## WHAT THE TASK ASKS
Please write what comes next in the header of the paper on an orthotropic flow-stress model for composite process simulation, starting after its last line.

## TEXT SEGMENT
▼

An Orthotropic Integrated Flow-Stress Model for Process Simulation of Composite Materials—Part I: Two-Phase Systems

[+] Author and Article Information
Sina Amini Niaki, Anoush Poursartip

Composites Research Network (CRN),
Departments of Civil Engineering and Materials
Engineering,
The University of British Columbia,
Vancouver, BC V6T 1Z4, Canada

Alireza Forghani

Convergent Manufacturing Technologies Inc.,
6190 Agronomy Road, Suite 403,
Vancouver, BC V6T 1Z3, Canada

Reza Vaziri

Composites Research Network (CRN),
Departments of Civil Engineering and Materials
Engineering,
The University of British Columbia,
Vancouver, BC V6T 1Z4, Canada,
e-mail: reza.vaziri@ubc.ca

1Corresponding author.

Manuscript received June 5, 2018; final manuscript received October 25, 2018; published online January 25, 2019. Assoc. Editor: Martine Dubé.

▲

## EXTRACTED INFORMATION
▼

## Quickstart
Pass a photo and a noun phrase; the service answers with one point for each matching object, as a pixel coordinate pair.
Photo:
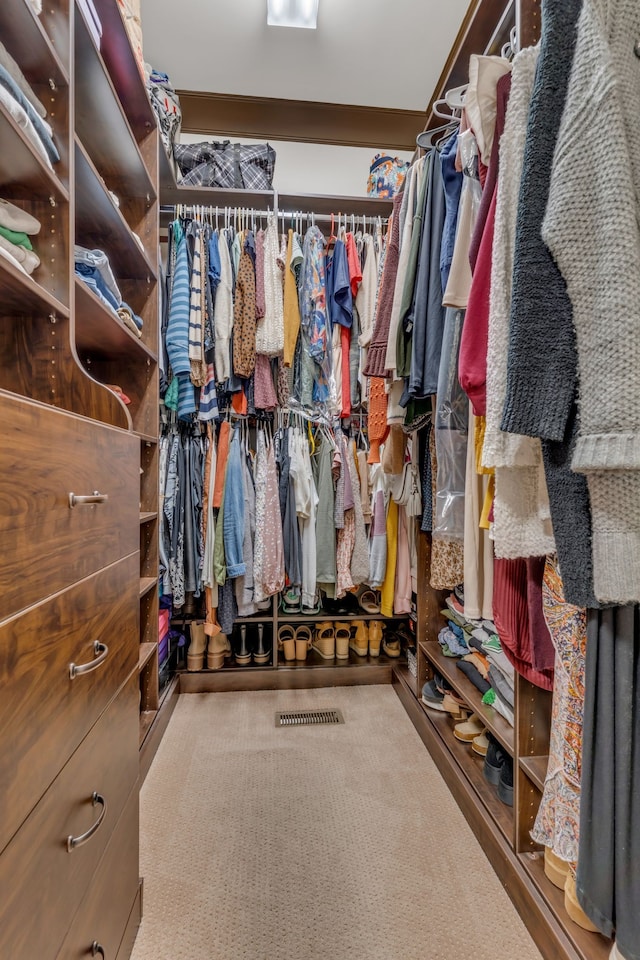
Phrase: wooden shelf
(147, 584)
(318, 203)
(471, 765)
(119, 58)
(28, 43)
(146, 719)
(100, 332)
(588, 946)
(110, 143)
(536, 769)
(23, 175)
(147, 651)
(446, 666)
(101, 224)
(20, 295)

▲
▼

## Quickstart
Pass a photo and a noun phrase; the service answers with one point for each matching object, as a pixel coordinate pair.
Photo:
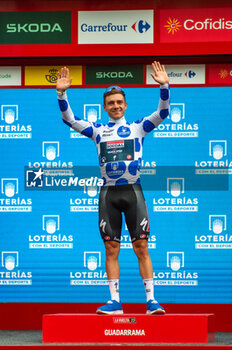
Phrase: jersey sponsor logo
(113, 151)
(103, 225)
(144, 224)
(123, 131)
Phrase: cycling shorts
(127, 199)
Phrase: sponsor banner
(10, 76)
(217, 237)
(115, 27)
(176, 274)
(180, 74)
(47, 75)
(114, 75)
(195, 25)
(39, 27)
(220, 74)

▲

## TASK RESPONSE
J. Manuf. Sci. Eng 141(3), 031010 (Jan 25, 2019) (15 pages) Paper No: MANU-18-1391; doi: 10.1115/1.4041861 History: Received June 05, 2018; Revised October 25, 2018

An integrated flow-stress (IFS) model provides a seamless and mechanistic connection between the two distinct regimes during the manufacturing process of composite materials, namely, fluid flow in the pregelation stage of the thermoset resin and stress development in the composite when it acts as a solid material. In this two-part paper, the two- and three-phase isotropic IFS models previously developed by the authors are extended to the general case of composite materials with orthotropic constituents. Part I presents the two-phase, fluid-solid, orthotropic model formulation for the case where the fluid phase solidifies during the course of curing. Part II extends the orthotropic formulation to a three-phase model that includes a gas phase as the third constituent of the composite material system. A broader definition of material properties in poroelasticity formulation is adopted in the development of the general orthotropic formulation. The model is implemented in a two-dimensional (2D) plane strain u-v-P finite element (FE) code and its capability in predicting the flow-compaction behavior and stress development is demonstrated through application to a case study involving an L-shaped unidirectional laminate undergoing curing on a conforming convex tool. Comparison of the results with those obtained from sole modeling of the stress development reveals the importance of capturing the simultaneous and interactive effect of the mechanisms involved during the entire process cycle using an IFS modeling approach presented in this paper.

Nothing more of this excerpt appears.